[[ Provided passage open ]]
Health care in Alberta received a 5 percent increase in the last provincial budget – meaning Alberta Health Services has a $13.355 Billion dollar budget in 2013-14.
Officials said the budget leaves AHS with the challenge of maintaining the same level of health care, while trying to find $220 million in savings to fund new programs.
According to Dr. Chris Eagle, AHS President and CEO, the system will be facing some changes.
“Change is necessary to achieve a transformational change we’re talking about,” Dr. Eagle said Wednesday. “The status quo really has no place in the healthcare system.”
Dr. Eagle said the plan identified areas where the organization can save money – from administration costs, and a number of bed closures that have already been announced for the Royal Alexandra Hospital in Edmonton.
AHS said in the next few months a number of beds in Rockyview and Calgary will also close.
Health officials said a major task facing AHS is maintaining care for a growing population.
“Health spending already takes 45 percent, or almost half of provincial government spending,” Health Minister Fred Horne said. “There is not much room for health care spending to grow behind that.”
AHS is focusing on three categories, which received the largest funding increases – community-based care funding has increased nearly 10 percent, inpatient acute nursing care funding has increased 4.6 percent and emergency and outpatient services has grown by about 6.4 percent.
In addition, AHS officials are still trying to cut wait times in emergency rooms – only the Stollery Children’s Hospital has come close to reaching a four hour goal.
In addition, no hospital has reached the target of seeing and admitting patients within eight hours.
“Albertans and Canadians tend to use ER departments much higher than other countries,” Dr. Eagle said. “We have to look at what’s driving those people to the emergency departments.
“That’s the fundamental thing, why are they showing up at the ER, why are they not receiving care in the community.”
However, the leader of the Official Opposition was quick to criticize the plan – which is considerably shorter than the one submitted in 2012.
“Last year, the AHS business plan was 105 pages, this year the business plan is 46 pages long, what is missing?” Wildrose Leader Danielle Smith said.
“What it appears to be is that because they haven’t been able to reach their targets, they’ve decided to get rid of them or hide them.”
[[ Provided passage closed ]]
[[ Record extracts open ]]
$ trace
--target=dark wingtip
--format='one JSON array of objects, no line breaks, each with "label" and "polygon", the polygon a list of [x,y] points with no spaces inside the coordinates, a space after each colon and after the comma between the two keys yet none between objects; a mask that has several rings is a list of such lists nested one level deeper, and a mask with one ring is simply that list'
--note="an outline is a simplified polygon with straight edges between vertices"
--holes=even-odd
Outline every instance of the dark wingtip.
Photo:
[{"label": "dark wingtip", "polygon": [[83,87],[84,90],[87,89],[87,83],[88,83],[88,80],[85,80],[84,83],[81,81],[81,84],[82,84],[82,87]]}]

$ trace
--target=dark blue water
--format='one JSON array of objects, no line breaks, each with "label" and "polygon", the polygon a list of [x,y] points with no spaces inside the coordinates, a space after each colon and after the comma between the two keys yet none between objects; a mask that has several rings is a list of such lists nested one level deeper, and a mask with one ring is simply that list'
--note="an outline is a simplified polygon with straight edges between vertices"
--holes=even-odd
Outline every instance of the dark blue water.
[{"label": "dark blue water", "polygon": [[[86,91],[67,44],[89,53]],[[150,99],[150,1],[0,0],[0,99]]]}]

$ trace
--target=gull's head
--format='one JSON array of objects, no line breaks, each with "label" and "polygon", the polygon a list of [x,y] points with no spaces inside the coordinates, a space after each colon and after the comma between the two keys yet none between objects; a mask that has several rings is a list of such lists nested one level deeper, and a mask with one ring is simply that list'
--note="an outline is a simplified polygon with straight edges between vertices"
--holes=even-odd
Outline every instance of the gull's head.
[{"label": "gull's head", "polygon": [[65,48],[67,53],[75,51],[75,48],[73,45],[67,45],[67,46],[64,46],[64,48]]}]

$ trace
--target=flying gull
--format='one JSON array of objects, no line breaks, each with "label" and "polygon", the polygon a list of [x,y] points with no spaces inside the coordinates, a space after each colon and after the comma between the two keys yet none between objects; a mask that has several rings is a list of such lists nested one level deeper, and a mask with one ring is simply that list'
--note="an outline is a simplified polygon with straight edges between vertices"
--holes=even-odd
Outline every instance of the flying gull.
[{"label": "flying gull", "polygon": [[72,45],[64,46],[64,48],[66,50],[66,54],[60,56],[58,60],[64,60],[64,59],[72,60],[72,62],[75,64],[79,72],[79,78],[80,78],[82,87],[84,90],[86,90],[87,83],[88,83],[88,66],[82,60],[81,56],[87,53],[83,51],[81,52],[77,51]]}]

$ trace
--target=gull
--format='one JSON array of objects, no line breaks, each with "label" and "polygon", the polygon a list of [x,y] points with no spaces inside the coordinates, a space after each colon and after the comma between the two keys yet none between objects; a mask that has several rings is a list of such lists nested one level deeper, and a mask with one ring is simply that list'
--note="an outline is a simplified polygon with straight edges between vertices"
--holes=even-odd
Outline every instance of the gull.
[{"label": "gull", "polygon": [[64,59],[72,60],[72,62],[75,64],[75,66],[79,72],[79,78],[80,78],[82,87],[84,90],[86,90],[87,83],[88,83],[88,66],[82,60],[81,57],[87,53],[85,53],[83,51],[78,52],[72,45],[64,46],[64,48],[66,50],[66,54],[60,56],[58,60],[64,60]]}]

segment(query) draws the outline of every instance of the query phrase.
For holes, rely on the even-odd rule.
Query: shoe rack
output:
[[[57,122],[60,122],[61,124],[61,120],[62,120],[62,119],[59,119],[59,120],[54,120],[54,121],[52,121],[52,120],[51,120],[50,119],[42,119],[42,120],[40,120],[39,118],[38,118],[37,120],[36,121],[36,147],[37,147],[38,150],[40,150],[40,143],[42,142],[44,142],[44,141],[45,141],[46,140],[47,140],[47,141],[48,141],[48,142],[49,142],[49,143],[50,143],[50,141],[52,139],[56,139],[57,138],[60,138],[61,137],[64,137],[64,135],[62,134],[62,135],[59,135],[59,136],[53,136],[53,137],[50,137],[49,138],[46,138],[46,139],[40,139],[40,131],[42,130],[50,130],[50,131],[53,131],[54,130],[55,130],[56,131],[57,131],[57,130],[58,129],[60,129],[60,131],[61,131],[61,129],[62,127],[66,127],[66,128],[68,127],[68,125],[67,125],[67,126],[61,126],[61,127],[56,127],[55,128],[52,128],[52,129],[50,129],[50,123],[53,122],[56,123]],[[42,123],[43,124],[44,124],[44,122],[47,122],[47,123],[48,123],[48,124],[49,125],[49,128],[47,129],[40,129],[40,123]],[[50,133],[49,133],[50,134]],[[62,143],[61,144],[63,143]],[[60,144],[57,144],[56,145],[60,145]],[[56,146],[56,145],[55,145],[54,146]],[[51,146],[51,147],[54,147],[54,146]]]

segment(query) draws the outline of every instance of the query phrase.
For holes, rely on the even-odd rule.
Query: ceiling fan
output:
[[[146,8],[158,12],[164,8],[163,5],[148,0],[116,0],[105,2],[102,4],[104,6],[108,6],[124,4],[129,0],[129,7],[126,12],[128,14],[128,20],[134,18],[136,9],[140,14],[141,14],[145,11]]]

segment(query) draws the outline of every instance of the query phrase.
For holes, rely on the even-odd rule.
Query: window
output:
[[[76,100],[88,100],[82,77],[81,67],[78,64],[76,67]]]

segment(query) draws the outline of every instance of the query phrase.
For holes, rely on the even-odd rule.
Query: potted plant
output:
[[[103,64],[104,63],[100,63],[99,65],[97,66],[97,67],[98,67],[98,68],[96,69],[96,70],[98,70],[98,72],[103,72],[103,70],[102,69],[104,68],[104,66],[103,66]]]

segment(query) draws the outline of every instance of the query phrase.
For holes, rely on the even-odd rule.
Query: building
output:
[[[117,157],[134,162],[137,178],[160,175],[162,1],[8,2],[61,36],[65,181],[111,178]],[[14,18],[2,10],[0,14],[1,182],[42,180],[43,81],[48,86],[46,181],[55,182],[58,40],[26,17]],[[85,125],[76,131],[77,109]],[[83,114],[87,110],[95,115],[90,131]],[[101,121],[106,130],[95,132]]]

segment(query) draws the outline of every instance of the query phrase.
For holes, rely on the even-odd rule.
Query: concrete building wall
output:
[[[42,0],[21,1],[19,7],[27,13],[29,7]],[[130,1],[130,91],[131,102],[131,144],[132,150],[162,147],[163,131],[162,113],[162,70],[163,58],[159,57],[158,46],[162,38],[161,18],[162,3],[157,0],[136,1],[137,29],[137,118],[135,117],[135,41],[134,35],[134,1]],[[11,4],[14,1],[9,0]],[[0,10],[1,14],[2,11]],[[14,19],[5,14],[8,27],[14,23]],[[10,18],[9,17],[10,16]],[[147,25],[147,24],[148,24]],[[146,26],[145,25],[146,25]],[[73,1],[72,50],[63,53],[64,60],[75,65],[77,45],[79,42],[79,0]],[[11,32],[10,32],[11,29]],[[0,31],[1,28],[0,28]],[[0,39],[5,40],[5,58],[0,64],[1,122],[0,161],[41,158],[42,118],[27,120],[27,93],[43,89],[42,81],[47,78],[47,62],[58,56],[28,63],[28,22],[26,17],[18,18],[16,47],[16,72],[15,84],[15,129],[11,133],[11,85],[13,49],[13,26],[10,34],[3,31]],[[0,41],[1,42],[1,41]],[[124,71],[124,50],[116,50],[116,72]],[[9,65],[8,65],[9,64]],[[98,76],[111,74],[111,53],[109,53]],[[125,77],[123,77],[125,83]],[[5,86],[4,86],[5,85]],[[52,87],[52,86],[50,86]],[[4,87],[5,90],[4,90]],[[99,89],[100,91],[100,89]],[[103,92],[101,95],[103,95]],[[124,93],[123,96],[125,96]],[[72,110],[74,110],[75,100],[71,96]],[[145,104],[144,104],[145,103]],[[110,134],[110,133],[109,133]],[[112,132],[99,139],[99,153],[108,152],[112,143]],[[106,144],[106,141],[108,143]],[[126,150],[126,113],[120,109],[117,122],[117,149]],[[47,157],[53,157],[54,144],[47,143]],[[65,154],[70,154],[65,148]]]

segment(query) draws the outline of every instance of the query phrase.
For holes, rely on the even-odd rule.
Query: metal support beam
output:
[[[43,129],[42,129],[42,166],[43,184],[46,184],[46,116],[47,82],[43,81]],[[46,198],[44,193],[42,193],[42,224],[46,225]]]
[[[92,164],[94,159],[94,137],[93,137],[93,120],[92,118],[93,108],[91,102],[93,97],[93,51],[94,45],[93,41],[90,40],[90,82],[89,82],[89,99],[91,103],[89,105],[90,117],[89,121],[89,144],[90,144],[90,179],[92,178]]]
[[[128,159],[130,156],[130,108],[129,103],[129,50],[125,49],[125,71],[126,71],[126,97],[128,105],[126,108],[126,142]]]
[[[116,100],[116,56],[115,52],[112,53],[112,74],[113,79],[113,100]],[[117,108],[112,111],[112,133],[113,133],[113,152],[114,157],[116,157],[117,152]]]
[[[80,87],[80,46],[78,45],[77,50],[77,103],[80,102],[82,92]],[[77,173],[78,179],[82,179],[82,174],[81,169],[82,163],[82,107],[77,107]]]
[[ Record extracts closed ]]
#### Activity 1
Answer these from the Alberta health budget article:
(a) What is the Alberta Health Services budget for 2013-14?
(b) According to Fred Horne, what percentage of provincial government spending goes to health?
(c) According to Danielle Smith, how many pages long is this year's AHS business plan?
#### Activity 2
Quote the Alberta health budget article, starting with "Health officials said" and going on through "within eight hours.".

#### Reply 1
(a) $13.355 billion
(b) 45 percent
(c) 46 pages

#### Reply 2
Health officials said a major task facing AHS is maintaining care for a growing population.
“Health spending already takes 45 percent, or almost half of provincial government spending,” Health Minister Fred Horne said. “There is not much room for health care spending to grow behind that.”
AHS is focusing on three categories, which received the largest funding increases – community-based care funding has increased nearly 10 percent, inpatient acute nursing care funding has increased 4.6 percent and emergency and outpatient services has grown by about 6.4 percent.
In addition, AHS officials are still trying to cut wait times in emergency rooms – only the Stollery Children’s Hospital has come close to reaching a four hour goal.
In addition, no hospital has reached the target of seeing and admitting patients within eight hours.